- Work task
Go through the records below and copy out every line holding "blue".

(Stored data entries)
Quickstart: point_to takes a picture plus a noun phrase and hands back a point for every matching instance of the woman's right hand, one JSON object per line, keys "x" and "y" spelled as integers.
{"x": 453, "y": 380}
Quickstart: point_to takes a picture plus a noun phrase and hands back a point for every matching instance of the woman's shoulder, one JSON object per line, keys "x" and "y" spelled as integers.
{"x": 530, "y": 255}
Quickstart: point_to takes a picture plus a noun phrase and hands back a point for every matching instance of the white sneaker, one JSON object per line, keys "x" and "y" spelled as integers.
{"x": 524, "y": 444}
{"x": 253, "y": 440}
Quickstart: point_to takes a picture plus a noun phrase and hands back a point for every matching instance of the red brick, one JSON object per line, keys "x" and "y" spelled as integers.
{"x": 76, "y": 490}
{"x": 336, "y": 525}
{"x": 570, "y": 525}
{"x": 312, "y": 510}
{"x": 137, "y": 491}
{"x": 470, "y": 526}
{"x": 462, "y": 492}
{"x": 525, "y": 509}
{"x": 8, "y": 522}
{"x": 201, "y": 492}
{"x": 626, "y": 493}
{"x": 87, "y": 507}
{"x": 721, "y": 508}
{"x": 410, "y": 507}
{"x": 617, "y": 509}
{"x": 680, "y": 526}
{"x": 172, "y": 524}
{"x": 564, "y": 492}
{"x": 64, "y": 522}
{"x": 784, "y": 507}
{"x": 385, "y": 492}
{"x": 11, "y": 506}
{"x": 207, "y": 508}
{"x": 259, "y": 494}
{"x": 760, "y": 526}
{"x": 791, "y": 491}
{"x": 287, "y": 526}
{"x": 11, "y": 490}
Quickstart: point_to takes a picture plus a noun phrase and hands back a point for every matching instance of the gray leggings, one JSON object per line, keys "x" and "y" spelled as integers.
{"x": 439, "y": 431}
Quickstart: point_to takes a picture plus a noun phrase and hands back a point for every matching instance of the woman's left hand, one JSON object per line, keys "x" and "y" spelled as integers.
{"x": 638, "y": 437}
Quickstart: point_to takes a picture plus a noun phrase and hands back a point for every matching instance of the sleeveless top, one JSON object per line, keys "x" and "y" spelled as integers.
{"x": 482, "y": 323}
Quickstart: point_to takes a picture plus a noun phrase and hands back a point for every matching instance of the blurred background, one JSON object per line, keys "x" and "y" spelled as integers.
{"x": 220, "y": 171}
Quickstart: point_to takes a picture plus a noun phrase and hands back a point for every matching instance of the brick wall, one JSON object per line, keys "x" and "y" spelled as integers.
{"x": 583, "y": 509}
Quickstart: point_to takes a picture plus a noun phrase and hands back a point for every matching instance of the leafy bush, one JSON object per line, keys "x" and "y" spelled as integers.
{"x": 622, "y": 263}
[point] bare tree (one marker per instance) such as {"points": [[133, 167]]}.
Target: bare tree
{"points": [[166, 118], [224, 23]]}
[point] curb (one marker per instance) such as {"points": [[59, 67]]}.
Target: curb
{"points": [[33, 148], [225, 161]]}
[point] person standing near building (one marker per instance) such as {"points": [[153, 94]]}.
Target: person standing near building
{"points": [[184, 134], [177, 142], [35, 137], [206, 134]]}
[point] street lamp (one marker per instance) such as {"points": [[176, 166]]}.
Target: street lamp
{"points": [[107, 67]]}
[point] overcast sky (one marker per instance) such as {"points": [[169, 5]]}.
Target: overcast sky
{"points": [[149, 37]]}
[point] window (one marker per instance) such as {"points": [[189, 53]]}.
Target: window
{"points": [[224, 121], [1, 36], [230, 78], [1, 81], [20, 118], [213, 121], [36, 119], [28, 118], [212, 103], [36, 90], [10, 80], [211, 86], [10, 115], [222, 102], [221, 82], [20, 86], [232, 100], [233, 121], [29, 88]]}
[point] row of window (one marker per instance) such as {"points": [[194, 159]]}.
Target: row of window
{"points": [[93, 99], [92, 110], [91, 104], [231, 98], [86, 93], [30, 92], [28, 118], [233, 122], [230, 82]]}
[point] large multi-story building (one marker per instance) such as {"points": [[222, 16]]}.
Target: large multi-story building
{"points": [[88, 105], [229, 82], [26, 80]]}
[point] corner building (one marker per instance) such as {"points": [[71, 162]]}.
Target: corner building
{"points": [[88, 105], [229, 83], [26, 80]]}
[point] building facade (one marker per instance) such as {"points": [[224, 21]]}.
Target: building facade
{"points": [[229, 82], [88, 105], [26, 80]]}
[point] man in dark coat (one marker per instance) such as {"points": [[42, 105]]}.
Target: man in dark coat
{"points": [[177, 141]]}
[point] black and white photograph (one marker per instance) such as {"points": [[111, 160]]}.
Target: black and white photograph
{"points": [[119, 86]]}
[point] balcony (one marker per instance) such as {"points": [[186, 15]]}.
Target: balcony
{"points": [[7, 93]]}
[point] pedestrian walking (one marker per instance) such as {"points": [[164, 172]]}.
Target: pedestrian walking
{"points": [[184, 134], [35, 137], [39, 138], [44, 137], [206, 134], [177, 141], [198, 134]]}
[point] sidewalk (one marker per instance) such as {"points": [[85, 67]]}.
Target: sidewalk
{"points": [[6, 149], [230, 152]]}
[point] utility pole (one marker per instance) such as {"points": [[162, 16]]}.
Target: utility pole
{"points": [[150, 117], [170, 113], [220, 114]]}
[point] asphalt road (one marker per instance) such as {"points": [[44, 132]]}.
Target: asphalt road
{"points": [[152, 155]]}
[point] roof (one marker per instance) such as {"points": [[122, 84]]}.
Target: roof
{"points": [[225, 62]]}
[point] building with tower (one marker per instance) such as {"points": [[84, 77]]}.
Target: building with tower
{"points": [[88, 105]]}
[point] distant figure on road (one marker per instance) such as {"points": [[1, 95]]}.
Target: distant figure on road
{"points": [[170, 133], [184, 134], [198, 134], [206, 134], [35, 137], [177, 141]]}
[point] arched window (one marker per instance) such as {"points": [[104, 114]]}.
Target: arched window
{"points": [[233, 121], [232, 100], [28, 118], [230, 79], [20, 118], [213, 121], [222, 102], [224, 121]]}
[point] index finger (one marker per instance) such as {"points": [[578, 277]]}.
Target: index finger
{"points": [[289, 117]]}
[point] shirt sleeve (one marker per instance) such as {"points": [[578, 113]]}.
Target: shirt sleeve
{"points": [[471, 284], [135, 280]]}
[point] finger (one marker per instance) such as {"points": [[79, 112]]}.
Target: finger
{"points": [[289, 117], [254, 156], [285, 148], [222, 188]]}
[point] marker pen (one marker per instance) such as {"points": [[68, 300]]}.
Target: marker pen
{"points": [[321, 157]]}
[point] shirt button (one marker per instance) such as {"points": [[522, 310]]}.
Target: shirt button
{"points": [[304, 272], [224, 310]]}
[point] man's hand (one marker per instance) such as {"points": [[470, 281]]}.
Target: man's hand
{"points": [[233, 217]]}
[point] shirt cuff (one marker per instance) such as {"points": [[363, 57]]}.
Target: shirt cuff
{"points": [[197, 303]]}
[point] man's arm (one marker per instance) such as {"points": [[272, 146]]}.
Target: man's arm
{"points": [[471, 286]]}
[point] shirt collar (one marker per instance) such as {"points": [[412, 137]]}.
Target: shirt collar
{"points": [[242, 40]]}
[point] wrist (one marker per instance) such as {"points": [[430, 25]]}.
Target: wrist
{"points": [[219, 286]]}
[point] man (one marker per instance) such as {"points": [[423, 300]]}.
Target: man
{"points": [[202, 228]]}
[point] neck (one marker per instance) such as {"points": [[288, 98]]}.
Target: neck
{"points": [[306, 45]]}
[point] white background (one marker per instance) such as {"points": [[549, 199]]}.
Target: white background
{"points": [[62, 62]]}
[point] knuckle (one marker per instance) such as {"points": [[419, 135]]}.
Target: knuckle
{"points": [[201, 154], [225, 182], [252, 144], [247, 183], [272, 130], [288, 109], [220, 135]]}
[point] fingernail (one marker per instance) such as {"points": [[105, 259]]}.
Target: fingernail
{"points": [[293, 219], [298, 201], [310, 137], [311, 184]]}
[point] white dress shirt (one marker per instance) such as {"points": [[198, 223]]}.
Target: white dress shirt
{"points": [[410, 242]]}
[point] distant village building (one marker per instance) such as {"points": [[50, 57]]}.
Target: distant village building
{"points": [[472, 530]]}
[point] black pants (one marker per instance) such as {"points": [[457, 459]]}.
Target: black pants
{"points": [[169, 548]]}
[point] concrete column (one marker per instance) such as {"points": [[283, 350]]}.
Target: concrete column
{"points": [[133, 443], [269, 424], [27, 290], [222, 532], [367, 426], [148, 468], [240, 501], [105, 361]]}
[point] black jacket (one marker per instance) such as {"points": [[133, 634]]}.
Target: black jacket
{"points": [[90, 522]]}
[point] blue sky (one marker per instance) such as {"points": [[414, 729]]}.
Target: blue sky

- Expected output
[point] blue sky (one marker per instance) such as {"points": [[414, 729]]}.
Target: blue sky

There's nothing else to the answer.